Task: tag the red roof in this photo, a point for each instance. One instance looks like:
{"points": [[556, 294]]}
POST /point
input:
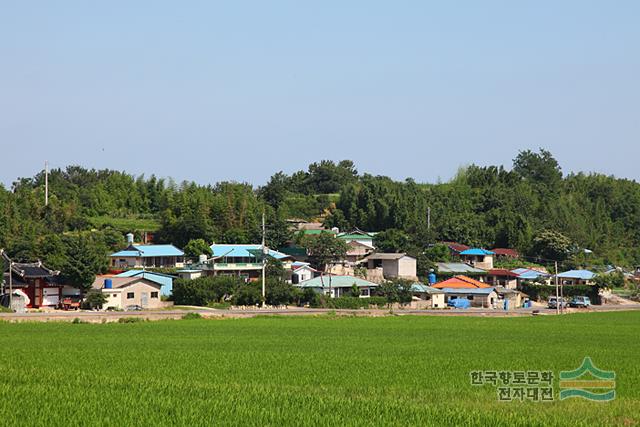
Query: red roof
• • • • •
WHAT IS BEING ASKED:
What I need is every record written out exactly, minus the pictures.

TASK RESPONSE:
Task: tag the red roof in this photo, a point for each instance. One instance looks like:
{"points": [[556, 294]]}
POST /point
input:
Query: red roof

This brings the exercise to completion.